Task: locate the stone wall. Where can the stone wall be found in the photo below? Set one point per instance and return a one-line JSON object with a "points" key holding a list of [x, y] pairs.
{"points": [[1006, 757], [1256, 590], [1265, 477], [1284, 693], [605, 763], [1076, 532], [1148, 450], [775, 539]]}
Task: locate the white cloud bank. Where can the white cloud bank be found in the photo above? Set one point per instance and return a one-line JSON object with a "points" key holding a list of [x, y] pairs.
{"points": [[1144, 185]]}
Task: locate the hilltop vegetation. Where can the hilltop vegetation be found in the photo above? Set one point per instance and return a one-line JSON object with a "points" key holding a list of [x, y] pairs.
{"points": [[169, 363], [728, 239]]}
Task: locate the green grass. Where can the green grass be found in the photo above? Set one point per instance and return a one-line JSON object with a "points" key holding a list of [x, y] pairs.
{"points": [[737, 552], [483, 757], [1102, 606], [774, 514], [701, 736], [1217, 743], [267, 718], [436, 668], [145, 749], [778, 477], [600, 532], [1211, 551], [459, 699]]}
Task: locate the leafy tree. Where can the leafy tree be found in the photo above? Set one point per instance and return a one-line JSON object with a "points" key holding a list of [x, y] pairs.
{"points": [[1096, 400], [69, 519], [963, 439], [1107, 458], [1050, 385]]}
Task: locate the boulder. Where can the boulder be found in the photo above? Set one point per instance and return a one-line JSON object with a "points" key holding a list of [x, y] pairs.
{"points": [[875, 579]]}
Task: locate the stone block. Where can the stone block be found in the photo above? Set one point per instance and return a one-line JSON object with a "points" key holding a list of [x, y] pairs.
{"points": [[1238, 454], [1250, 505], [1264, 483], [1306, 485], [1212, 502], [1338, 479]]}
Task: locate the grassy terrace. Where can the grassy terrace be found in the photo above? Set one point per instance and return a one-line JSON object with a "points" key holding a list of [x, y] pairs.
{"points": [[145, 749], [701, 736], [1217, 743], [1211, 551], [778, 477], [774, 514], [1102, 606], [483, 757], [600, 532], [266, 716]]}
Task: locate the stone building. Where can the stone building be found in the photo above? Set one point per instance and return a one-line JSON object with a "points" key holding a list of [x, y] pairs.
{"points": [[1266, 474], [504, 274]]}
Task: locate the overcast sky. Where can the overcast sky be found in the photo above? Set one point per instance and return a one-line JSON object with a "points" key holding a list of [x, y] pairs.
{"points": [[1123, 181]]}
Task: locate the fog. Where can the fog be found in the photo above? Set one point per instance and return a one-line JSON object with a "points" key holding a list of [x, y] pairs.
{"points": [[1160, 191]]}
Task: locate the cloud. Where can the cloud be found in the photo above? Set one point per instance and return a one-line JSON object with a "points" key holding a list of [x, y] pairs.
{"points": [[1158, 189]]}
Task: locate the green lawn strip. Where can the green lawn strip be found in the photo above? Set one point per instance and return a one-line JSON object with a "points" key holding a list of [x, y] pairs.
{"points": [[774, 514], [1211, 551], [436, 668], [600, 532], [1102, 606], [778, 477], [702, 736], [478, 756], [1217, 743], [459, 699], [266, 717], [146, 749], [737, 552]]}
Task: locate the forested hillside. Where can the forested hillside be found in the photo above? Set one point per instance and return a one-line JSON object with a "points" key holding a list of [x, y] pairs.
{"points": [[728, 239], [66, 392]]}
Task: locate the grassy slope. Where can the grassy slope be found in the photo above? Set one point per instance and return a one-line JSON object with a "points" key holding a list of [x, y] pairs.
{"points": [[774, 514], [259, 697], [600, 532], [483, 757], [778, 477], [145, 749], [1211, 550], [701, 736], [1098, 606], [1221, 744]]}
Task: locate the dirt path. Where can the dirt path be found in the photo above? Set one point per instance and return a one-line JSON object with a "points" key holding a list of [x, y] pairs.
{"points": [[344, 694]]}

* [AIM]: Each line of the material should be duplicated exactly, please.

* [WORKED ANSWER]:
Task: locate the stone wall. Where can the stone wall be found in the photo below? Set one point per instance and return a one-line JSON object with a "points" key holding a list of [x, y] pairs.
{"points": [[1006, 757], [1256, 590], [1265, 477], [1284, 693], [605, 763], [1076, 532], [1148, 450], [775, 539]]}
Task: locate the white cloud bank. Where can the white cloud bank be found in the photo above? Set one point per instance and return a one-line JSON object with a "points" key holding a list of [x, y] pairs.
{"points": [[1144, 185]]}
Task: locate the hilltop vegetation. Where can the hilltop vegetation be found in the photo above? Set one point per instance and return a one-line JSON object with a "points" key holding a list of [x, y] pairs.
{"points": [[169, 363], [728, 239]]}
Task: locate the green grass. Where can the green grass be found in the photo above? Set one point per instance and return a one-line JSON object with a "points" key holding a list of [x, y] pairs.
{"points": [[737, 552], [483, 757], [1102, 606], [774, 514], [701, 736], [1217, 743], [267, 718], [436, 668], [145, 749], [778, 477], [600, 532], [1211, 551], [459, 699]]}
Task: locate the leafy tree. Where can the leafy tree be found in the photo above? Set one point per instance and return a one-line JSON object with a "points" key holding a list of [x, y] pairs.
{"points": [[1096, 400], [69, 519], [963, 439], [1107, 458], [1050, 385]]}
Task: locate the boulder. Where can the boulder be found in the photo above? Set one point per instance and return a one-line JSON object with a "points" key holding a list of [x, y] pairs.
{"points": [[875, 579]]}
Task: locate the stone block. Where can the stone block be found in the photo above? Set one point per instance and return a one-line JSON object with a "points" key holding a list of [x, y] pairs.
{"points": [[1238, 454], [1250, 505], [1264, 483], [1306, 485], [1212, 502], [1338, 479]]}
Task: locate the grassy terrace. Where can the grassy terrace be found in the photo above? Set one point per instance and return a one-line JSON object with a "points" key holding a list of [x, y] pairs.
{"points": [[145, 749], [701, 736], [1217, 743], [1211, 551], [778, 477], [774, 514], [1102, 606], [483, 757], [600, 532], [266, 716]]}
Task: locate the stone building. Where can the stone building be found in the photo above? Set one point per instance and return a one-line JSON object with a "points" key holding a list of [x, y] pairs.
{"points": [[1266, 474], [504, 274]]}
Task: locate the overcast sky. Where can the overcast sky be found in the photo above? Set one point per instance and return a one-line JSON object with a "points" key holding a list of [x, y] pairs.
{"points": [[1123, 181]]}
Task: locate the fog. Where can the fog be found in the photo above? Set one point per instance and return a one-line JSON object with a "points" key holding a list of [x, y] pairs.
{"points": [[1160, 191]]}
Task: locate the cloud. Where can the cloud be found in the photo above? Set one point per instance and return a one-line JSON object with a "points" key holding a list of [x, y] pairs.
{"points": [[1158, 189]]}
Task: locate the green lawn strip. Where can the green lawn strip be found in the photo above? Set one point per instance and return a one-line JSON object with a "points" key holding a list of [x, y] pairs.
{"points": [[774, 514], [1211, 551], [436, 668], [600, 532], [1102, 606], [778, 477], [702, 736], [478, 756], [1217, 743], [459, 699], [266, 717], [146, 749], [737, 552]]}
Task: locate the forested hillside. Where can the forested hillside be found in the photo above? Set one point per instance and return a one-line JSON object with a "points" key holding a list of [x, y] pairs.
{"points": [[728, 239], [66, 392]]}
Task: locate the grassy slope. Where can the grassy slope be found in the photo above? Set one point per instance and return a one-line JSON object with a "points" key holding a list of [x, y] pairs.
{"points": [[774, 514], [259, 697], [600, 532], [483, 757], [778, 477], [145, 749], [1211, 550], [701, 736], [1098, 606], [1221, 744]]}
Task: locate the dirt path. Where can the dirt path be found in the photo above? Set one point per instance and return a one-line JSON object with a "points" key holding a list of [x, y] pairs.
{"points": [[344, 694]]}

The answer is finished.